Quoted passage.
※

# This must be a joke ! guy selling woodturnings from USA on ebay



## SCOTSMAN (Aug 1, 2008)

Is this a joke this guy is selling little basic wood turned mushrooms for exhorbitant prices plus exhorbitant shipping fees to UK.These mushrooms sell here for around £3-£4ishAlistair

http://www.ebay.co.uk/itm/LATHE-TURNED-WOODEN-MUSHROOM-GARY-DONALDSON-/180767504204?pt=LH_DefaultDomain_0&hash=item2a1695374c


----------



## CharlieM1958 (Nov 7, 2006)

Wow! If I could sell those for $100 a pop, I could quit my day job!


----------



## Dennisgrosen (Nov 14, 2009)

Okay Alistair you convinced me …................I need a lathe … now ….. LOL

Dennis


----------



## JoeLyddon (Apr 22, 2007)

I think he's serious…

That lil thing must have taken a long time to make!


----------



## Pop (Aug 6, 2007)

Hey Scotsman you know the deal, as old P. T. Barnum said "there's a fool born every minute." You know it's a very bad deal and I know the same, but you can bet there's people in the UK (God bless their little hearts) that will pay this guy his price for these VERY SPECIALmushrooms.

**MERRY CHRISTMAS TO ALL OF YOU IN THE HIGHLANDS ! !*

pOP


----------



## crank49 (Apr 7, 2010)

Well look at some of his other junk.
A mexican sombrero for only $499.
? ? ?


----------



## SCOTSMAN (Aug 1, 2008)

Love you guys/n/gals every one of you is special very special you have great hearts of gold you deserve the best .Alistair


----------



## bigkev (Mar 16, 2011)

※

Data extract.
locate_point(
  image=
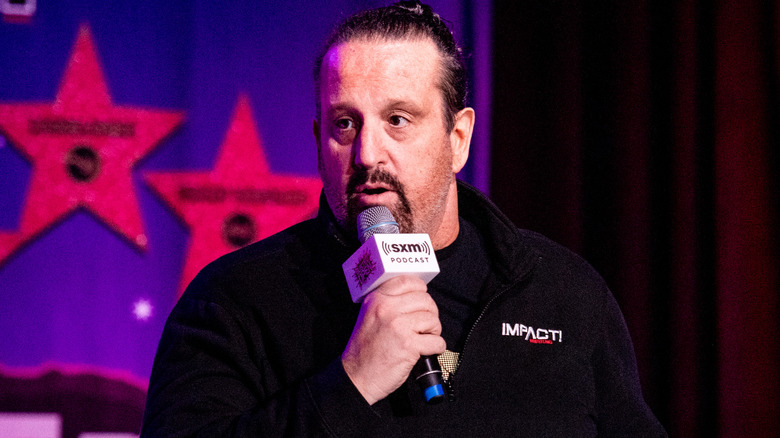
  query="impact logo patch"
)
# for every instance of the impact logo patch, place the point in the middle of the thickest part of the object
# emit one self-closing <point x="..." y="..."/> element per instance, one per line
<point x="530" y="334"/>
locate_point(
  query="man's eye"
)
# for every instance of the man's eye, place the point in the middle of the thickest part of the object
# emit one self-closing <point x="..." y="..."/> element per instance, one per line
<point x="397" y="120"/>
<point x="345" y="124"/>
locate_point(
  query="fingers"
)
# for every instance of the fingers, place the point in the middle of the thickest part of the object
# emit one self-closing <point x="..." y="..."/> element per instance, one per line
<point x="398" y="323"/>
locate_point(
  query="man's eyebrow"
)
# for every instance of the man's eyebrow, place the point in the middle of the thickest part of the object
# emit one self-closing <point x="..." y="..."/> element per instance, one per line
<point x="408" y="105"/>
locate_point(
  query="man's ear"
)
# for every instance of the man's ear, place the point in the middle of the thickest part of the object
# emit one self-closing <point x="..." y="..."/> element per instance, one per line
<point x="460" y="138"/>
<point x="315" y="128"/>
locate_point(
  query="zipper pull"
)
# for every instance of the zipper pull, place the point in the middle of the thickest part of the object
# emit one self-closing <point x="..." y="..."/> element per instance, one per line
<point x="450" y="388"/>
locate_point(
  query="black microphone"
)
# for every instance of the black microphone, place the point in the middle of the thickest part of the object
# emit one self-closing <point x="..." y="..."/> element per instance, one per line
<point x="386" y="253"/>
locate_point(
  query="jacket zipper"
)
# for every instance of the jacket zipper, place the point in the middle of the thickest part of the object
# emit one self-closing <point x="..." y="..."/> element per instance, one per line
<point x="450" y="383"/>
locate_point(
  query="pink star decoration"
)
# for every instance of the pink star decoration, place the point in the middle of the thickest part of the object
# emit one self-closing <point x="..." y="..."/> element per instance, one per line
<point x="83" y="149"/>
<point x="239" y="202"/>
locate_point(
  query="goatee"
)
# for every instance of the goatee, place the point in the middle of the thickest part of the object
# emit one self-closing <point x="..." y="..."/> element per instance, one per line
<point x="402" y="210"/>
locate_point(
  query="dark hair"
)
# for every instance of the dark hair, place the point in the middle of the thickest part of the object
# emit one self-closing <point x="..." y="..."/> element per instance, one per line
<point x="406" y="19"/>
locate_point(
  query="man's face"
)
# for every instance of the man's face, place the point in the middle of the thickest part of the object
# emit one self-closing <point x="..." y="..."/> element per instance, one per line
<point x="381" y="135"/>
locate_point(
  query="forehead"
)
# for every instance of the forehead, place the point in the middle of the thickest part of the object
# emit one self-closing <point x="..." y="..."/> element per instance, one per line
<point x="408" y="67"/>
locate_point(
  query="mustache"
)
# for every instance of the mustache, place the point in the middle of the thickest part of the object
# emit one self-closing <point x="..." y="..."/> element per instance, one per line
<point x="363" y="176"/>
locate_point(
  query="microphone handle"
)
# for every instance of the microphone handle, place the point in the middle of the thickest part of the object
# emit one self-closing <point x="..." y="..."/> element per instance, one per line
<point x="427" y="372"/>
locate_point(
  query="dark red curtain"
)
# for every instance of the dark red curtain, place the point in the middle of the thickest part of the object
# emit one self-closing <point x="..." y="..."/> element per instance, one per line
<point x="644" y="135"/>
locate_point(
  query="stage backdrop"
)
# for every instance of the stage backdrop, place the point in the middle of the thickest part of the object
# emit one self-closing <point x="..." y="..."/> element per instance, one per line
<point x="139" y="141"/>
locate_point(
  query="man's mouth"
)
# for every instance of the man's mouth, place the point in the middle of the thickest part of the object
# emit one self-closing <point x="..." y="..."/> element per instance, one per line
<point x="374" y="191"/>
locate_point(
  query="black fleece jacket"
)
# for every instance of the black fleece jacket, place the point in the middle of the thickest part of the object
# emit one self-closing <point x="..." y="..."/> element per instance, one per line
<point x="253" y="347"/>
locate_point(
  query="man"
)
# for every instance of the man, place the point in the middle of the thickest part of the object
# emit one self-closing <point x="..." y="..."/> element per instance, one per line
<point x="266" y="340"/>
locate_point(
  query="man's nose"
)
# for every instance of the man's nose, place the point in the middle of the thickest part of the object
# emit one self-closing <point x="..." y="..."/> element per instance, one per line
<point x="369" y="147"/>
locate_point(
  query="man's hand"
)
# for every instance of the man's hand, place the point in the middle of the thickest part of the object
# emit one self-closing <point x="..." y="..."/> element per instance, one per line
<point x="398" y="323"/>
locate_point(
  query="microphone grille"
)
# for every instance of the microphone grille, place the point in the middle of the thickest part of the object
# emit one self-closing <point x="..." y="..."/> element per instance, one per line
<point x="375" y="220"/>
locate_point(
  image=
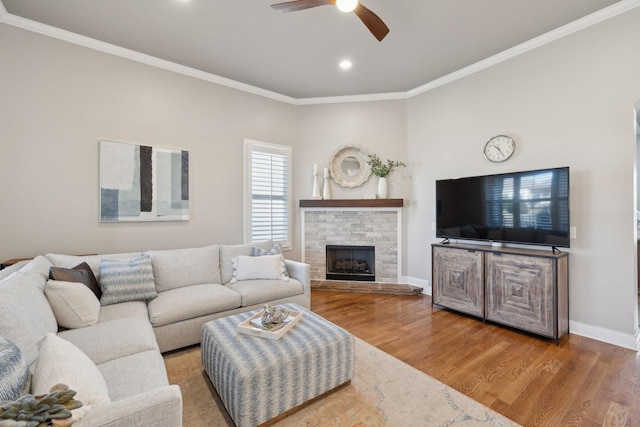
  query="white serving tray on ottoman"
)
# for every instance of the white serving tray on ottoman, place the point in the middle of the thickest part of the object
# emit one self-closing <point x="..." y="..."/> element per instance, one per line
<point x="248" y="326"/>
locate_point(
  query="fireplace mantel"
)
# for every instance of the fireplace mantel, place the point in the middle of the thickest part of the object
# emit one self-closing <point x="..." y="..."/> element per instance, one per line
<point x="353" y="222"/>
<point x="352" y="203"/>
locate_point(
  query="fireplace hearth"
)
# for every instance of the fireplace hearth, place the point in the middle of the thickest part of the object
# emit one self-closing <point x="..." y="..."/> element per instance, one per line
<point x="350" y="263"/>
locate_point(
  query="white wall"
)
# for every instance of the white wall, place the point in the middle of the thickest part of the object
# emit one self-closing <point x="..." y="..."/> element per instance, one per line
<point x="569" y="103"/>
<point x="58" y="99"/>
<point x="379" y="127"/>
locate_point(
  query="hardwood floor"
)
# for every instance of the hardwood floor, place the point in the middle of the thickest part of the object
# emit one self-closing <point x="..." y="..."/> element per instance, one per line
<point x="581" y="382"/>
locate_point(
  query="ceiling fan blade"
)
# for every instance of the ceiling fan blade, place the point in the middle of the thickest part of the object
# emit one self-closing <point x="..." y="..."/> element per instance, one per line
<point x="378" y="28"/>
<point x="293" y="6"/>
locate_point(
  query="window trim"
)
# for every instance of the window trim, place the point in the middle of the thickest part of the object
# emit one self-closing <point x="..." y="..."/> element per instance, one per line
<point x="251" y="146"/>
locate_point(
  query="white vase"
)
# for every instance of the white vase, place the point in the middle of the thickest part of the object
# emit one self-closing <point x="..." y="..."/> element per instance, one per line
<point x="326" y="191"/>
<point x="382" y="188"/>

※

Tasks to carry out.
• A. From the forum thread about the eBay mushroom seller, extract the part that opens with the words containing "That lil thing" and closes with "these VERY SPECIALmushrooms.".
• B. Summarize the forum thread about the eBay mushroom seller in three sentences.
The lines have nothing to do with the forum thread.

Results of the tasks.
• A.
That lil thing must have taken a long time to make!


----------



## Pop (Aug 6, 2007)

Hey Scotsman you know the deal, as old P. T. Barnum said "there's a fool born every minute." You know it's a very bad deal and I know the same, but you can bet there's people in the UK (God bless their little hearts) that will pay this guy his price for these VERY SPECIALmushrooms.

• B. A member named Alistair asks whether an eBay seller from the USA is joking by charging exorbitant prices and UK shipping fees for basic wood-turned mushrooms that sell in the UK for around £3-£4. Other members joke about quitting their day jobs at $100 apiece or needing a lathe, and one says buyers in the UK will still pay the seller's price. Another member points to the seller's other listings, including a Mexican sombrero for $499.